▸ **Supplied entries**:

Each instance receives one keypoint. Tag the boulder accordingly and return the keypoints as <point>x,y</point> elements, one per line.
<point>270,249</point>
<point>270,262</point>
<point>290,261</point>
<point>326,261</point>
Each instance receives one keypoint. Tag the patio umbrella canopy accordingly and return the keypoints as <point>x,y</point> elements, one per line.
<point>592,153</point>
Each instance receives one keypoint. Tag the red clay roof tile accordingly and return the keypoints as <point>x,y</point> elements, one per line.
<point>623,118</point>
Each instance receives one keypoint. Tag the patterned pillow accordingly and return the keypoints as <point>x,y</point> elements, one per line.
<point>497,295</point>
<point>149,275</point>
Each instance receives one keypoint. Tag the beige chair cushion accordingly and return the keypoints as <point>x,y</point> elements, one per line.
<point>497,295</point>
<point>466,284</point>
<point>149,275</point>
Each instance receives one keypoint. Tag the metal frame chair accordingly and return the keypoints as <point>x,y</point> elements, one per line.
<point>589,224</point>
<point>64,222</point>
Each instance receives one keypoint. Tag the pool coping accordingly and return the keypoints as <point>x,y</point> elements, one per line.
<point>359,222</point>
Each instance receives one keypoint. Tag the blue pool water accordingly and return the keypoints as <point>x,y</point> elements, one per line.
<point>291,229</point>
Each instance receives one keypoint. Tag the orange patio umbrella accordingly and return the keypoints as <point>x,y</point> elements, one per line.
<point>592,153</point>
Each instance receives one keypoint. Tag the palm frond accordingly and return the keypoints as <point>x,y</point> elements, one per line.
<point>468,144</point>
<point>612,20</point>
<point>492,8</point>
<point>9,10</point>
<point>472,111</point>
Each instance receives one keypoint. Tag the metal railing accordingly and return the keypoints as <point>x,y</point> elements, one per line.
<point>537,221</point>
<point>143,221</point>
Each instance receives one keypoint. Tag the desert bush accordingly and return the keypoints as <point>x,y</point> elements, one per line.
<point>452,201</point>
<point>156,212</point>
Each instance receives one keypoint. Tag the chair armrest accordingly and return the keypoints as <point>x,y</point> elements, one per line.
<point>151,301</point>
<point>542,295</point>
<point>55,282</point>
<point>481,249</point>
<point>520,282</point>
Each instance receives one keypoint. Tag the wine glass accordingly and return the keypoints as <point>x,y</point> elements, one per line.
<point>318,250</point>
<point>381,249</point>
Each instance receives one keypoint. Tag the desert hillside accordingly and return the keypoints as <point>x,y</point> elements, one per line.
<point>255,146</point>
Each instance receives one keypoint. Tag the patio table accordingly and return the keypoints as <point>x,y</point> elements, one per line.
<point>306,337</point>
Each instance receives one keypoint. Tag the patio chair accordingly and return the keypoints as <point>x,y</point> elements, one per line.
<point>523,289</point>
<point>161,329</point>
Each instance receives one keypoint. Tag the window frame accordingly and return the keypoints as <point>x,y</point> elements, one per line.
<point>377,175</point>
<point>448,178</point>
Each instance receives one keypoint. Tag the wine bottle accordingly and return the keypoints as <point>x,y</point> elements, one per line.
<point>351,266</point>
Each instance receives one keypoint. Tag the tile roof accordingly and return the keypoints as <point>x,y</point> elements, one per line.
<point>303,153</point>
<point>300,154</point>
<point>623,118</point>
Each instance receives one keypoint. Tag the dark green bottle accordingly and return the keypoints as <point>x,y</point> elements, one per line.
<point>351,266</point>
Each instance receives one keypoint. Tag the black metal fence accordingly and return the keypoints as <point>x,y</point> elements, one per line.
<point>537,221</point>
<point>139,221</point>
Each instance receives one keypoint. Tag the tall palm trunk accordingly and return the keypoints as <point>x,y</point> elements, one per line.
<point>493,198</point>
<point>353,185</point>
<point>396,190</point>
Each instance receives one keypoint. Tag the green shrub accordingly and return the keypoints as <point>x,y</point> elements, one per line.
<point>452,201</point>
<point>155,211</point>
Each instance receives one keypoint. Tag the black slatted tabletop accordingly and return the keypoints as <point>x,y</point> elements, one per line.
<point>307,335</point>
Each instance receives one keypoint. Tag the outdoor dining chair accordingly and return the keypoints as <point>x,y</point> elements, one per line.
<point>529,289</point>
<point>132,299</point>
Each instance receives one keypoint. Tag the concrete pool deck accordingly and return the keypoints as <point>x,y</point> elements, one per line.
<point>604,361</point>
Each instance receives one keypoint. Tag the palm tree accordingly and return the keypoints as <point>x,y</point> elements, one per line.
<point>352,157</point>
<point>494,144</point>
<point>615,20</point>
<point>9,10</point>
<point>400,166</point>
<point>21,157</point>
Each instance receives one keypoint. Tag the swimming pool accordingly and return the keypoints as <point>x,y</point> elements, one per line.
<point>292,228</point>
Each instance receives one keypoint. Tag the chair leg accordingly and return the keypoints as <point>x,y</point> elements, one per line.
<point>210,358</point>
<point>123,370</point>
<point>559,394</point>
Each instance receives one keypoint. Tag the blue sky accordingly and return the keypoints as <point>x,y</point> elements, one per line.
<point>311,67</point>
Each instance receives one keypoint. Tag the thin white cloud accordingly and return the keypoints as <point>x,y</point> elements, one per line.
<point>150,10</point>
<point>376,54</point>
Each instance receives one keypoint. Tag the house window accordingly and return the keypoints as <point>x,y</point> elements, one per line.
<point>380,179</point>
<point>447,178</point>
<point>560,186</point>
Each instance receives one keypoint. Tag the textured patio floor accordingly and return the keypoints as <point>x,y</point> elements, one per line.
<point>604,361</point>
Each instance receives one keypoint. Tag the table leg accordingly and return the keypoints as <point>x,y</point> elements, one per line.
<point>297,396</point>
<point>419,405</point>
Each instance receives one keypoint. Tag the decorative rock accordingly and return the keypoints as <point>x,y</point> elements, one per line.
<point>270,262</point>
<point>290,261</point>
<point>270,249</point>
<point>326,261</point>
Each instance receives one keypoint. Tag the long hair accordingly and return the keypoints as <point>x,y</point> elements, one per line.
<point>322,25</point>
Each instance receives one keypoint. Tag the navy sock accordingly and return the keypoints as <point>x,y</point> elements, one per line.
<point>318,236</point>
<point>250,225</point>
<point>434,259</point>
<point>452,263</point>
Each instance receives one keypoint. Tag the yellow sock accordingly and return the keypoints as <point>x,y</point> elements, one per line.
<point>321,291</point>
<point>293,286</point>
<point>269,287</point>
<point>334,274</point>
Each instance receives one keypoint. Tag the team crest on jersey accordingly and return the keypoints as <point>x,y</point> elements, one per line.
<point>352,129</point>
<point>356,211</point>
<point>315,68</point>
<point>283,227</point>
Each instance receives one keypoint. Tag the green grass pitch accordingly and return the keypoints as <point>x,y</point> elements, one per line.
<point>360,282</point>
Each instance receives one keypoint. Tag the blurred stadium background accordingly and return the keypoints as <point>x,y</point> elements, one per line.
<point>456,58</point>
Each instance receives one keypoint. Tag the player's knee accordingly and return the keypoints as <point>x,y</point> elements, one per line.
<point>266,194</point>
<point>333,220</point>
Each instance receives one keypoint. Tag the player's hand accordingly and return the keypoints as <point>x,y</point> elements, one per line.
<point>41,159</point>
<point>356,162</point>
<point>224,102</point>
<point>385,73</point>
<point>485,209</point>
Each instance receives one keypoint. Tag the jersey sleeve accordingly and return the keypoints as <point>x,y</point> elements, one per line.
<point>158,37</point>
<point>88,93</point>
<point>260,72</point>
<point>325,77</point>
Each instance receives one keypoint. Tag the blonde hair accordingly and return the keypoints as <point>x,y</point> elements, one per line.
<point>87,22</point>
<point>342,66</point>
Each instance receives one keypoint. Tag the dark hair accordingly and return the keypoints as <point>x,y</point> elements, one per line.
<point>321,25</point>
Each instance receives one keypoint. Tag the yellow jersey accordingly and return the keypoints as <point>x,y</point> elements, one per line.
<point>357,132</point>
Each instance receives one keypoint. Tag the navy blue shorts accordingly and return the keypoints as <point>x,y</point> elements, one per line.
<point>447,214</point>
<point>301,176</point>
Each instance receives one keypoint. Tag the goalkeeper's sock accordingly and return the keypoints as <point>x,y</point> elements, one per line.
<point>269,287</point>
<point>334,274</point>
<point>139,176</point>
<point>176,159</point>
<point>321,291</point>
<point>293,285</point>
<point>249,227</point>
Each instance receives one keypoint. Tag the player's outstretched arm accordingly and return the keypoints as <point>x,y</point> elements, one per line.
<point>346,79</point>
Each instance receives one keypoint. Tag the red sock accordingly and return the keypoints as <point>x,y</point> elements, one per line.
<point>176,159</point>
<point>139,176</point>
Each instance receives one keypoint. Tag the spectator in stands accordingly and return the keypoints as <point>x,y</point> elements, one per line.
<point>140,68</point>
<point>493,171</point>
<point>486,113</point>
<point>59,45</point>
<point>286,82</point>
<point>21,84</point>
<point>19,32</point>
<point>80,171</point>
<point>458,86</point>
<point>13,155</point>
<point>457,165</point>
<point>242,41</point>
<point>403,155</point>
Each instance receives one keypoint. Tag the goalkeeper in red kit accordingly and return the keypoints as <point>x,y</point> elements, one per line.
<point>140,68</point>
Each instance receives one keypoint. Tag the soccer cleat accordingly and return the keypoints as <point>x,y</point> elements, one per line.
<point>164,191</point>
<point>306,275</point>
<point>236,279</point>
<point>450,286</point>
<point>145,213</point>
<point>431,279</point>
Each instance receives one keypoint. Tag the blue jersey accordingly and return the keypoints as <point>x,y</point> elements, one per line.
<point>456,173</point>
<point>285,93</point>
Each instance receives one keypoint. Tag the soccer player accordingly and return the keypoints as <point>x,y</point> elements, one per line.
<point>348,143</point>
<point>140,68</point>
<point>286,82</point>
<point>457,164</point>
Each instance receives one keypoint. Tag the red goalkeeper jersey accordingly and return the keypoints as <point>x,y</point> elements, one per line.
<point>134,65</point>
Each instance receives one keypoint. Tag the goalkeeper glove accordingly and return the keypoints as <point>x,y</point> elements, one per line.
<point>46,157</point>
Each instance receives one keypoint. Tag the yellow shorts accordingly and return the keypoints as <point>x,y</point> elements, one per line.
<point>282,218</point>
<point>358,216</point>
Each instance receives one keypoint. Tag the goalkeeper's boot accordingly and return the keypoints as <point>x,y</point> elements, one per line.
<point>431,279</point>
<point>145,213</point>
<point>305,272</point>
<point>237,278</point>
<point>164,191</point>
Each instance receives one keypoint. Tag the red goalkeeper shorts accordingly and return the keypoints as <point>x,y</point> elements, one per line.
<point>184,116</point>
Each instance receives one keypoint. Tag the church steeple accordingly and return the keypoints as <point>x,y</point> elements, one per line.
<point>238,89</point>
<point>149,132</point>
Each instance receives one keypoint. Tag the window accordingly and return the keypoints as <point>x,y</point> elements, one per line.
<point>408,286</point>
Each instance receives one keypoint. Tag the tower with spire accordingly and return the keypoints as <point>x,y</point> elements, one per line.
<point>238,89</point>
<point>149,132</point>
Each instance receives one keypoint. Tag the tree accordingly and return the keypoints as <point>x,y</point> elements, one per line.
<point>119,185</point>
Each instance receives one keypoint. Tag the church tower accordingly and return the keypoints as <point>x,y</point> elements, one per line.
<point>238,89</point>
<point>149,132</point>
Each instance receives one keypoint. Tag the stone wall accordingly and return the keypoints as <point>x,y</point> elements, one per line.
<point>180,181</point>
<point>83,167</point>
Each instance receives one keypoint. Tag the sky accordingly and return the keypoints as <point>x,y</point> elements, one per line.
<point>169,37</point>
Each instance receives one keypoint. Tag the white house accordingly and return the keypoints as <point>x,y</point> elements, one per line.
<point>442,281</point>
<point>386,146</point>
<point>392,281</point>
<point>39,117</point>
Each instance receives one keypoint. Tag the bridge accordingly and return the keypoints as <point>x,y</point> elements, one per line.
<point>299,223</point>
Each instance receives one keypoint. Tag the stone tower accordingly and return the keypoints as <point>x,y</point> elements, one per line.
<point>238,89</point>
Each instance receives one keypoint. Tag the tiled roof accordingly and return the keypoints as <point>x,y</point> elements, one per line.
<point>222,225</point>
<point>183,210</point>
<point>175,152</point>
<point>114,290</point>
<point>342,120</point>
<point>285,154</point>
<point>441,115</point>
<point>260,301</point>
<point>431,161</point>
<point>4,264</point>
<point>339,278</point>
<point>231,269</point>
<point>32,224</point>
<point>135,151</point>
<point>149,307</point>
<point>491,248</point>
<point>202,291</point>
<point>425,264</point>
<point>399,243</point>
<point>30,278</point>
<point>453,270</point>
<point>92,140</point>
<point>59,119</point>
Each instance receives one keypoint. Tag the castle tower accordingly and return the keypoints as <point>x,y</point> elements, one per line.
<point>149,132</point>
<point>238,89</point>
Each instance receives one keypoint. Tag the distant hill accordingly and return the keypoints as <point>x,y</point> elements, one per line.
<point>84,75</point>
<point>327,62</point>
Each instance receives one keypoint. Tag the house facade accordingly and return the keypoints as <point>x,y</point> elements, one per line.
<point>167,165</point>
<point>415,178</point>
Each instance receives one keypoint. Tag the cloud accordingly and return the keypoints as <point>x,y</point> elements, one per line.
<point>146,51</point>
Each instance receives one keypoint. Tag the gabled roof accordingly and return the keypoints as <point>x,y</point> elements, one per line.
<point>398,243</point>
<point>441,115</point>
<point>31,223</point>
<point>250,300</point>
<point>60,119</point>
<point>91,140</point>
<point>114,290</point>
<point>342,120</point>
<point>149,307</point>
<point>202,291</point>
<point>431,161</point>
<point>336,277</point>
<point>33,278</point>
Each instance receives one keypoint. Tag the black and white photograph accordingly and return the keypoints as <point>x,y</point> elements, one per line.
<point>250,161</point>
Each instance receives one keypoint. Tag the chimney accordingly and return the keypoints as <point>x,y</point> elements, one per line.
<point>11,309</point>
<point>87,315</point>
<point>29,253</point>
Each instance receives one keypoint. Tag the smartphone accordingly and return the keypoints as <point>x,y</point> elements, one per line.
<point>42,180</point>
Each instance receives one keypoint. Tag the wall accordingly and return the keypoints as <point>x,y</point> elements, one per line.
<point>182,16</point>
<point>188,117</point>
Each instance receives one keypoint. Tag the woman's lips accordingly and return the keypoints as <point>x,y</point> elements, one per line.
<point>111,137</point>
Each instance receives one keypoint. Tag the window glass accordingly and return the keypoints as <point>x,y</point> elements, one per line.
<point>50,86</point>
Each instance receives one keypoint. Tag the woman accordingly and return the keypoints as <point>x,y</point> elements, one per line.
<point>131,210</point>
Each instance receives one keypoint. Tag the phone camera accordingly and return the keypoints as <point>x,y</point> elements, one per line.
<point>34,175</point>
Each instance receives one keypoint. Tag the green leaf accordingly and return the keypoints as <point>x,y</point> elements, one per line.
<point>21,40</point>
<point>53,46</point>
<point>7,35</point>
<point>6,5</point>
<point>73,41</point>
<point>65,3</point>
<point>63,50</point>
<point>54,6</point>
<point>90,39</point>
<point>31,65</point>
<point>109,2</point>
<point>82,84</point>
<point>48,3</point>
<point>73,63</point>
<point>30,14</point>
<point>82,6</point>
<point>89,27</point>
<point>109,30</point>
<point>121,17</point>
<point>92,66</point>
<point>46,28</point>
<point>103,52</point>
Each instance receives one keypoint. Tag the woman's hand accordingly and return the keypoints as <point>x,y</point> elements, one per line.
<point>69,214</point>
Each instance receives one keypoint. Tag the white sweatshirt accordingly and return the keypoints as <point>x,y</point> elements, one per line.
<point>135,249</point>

▸ **Task prompt**:
Copy everything from the start of the entries down to the line containing "<point>291,229</point>", but change "Tag" to "Mark" and leave all else unchanged.

▸ **The response**:
Each instance receives one keypoint. Mark the boulder accordingly and return the keypoints as <point>x,y</point> elements, one per line.
<point>270,249</point>
<point>270,262</point>
<point>290,261</point>
<point>326,261</point>
Each instance receives one keypoint. Mark the patio umbrella canopy accordingly and return the keypoints as <point>x,y</point> elements, one per line.
<point>592,153</point>
Each instance receives one keypoint. Mark the red clay roof tile accordingly and return the keypoints as <point>x,y</point> elements, one per line.
<point>623,118</point>
Each instance receives one keypoint. Mark the patterned pillow accordingly and return the keypoints as <point>x,y</point> elements, one per line.
<point>497,295</point>
<point>149,275</point>
Each instance receives one keypoint. Mark the beige chair cushion accordingly and return the keypoints as <point>x,y</point> elements, one per line.
<point>497,295</point>
<point>466,284</point>
<point>149,275</point>
Each instance receives one keypoint. Mark the metal frame chair accordingly and return the keypoints as <point>x,y</point> elements, one per line.
<point>589,224</point>
<point>64,222</point>
Each instance receives one keypoint. Mark the pool coping accordingly and return the keypoints as <point>x,y</point> elements, one per line.
<point>359,222</point>
Each instance receives one keypoint. Mark the blue pool water accordingly and return the keypoints as <point>x,y</point> elements, one per line.
<point>291,229</point>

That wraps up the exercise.